Your instructions: The lines to be set down run from the line containing "point(495, 27)" through the final line of the data below; print them exactly and print nothing else.
____________
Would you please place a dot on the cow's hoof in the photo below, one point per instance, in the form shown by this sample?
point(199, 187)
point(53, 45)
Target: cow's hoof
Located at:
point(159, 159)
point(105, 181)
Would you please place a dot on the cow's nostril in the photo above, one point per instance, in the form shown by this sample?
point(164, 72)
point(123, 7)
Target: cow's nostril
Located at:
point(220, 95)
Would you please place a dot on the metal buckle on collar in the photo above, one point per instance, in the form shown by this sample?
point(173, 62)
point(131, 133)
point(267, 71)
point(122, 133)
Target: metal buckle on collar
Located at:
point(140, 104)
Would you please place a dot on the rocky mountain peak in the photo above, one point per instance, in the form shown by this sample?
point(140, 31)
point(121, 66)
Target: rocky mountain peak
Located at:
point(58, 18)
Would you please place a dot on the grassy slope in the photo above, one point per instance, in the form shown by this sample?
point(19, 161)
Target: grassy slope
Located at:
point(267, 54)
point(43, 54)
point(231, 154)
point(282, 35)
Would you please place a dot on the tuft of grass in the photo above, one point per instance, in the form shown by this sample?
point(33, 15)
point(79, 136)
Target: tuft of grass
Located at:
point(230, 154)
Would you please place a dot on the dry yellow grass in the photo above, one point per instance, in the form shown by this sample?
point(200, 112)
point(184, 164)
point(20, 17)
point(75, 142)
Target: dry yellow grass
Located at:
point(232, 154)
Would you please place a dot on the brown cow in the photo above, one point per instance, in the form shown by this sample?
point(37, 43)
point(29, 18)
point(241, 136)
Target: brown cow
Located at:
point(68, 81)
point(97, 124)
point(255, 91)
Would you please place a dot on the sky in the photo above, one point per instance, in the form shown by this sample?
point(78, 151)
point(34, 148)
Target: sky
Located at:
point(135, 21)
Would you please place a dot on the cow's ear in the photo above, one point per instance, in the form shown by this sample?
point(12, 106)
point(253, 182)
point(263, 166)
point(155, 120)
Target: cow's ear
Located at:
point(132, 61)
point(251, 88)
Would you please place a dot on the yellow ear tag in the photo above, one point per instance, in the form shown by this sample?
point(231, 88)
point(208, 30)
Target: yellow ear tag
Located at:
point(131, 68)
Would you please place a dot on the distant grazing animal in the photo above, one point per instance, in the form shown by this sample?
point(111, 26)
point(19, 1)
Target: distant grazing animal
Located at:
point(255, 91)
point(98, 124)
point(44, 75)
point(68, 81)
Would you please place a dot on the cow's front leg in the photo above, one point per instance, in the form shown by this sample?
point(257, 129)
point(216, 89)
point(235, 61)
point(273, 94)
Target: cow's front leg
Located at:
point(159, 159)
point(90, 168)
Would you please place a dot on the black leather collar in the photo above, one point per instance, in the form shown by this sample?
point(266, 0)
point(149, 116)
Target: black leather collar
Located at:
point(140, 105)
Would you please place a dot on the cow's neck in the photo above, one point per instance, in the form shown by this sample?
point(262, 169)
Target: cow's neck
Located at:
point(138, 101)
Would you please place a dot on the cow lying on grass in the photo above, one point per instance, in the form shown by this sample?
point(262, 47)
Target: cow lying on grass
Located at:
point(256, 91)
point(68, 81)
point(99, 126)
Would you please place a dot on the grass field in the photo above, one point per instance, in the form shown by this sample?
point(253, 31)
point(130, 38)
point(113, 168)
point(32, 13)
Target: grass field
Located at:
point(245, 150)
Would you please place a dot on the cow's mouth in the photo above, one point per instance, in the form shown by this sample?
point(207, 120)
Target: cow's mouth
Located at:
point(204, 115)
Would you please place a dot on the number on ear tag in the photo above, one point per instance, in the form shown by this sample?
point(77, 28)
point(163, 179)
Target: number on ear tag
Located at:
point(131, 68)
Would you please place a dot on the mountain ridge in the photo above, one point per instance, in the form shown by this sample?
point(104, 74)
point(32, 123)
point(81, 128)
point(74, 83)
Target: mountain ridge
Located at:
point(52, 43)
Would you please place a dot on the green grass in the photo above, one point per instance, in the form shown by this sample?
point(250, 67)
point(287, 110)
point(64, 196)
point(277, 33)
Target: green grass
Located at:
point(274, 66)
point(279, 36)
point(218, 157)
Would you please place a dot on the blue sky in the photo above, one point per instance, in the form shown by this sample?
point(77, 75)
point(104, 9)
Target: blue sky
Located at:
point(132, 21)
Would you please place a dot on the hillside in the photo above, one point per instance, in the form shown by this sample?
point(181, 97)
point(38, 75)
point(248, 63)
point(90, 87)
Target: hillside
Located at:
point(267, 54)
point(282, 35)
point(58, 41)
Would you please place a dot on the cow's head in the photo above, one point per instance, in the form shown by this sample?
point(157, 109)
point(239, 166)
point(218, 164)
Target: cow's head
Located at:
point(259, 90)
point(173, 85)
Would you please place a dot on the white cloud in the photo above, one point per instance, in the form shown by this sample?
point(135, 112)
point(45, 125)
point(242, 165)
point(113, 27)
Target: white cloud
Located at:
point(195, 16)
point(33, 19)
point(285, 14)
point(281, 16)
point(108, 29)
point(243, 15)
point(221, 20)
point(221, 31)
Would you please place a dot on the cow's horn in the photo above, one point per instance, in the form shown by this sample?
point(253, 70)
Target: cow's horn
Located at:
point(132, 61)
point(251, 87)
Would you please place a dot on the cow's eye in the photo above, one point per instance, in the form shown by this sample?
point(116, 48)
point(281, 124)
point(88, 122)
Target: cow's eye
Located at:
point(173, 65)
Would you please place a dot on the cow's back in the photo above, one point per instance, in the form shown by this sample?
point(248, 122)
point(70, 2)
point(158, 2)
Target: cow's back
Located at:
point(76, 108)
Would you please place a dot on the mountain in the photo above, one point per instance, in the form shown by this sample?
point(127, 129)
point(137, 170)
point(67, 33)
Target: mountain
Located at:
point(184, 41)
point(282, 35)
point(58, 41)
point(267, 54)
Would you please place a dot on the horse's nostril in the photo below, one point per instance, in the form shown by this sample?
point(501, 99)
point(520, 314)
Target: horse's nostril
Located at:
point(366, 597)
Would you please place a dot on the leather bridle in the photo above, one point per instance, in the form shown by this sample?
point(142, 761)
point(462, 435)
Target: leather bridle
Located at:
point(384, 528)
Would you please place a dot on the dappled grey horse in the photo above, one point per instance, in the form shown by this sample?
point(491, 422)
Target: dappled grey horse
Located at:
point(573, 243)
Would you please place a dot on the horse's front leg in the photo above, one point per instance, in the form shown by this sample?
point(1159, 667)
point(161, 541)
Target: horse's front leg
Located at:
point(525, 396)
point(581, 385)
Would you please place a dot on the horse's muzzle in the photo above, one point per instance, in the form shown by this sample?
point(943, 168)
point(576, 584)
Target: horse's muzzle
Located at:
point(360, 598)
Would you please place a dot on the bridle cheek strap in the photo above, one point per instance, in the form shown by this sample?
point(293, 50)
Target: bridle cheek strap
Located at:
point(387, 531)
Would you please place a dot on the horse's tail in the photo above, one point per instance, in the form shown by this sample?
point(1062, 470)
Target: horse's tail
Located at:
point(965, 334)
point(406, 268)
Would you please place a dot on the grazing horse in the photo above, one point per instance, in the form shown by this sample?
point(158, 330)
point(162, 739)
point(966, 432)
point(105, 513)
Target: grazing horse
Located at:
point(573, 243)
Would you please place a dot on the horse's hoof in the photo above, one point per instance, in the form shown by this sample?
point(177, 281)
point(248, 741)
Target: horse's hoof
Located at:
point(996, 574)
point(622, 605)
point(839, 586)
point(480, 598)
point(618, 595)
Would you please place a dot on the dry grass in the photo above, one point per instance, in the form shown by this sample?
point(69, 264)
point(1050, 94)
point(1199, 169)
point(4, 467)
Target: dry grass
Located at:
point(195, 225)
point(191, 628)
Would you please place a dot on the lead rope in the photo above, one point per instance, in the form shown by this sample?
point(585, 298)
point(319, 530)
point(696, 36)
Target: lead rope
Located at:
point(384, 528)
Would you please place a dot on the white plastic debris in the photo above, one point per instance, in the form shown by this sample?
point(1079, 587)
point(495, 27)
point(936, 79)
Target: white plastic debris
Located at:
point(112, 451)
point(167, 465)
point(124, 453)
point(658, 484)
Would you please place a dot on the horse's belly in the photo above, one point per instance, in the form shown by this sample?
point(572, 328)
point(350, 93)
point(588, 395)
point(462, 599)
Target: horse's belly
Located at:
____________
Exercise solution:
point(495, 27)
point(936, 79)
Target: white plastic debris
Located at:
point(112, 451)
point(167, 465)
point(124, 453)
point(658, 484)
Would you please place a dot on the horse's belly in the photo above, one point per instance, in the form shown by this sample?
point(572, 328)
point(350, 93)
point(588, 395)
point(462, 599)
Target: horse's belly
Located at:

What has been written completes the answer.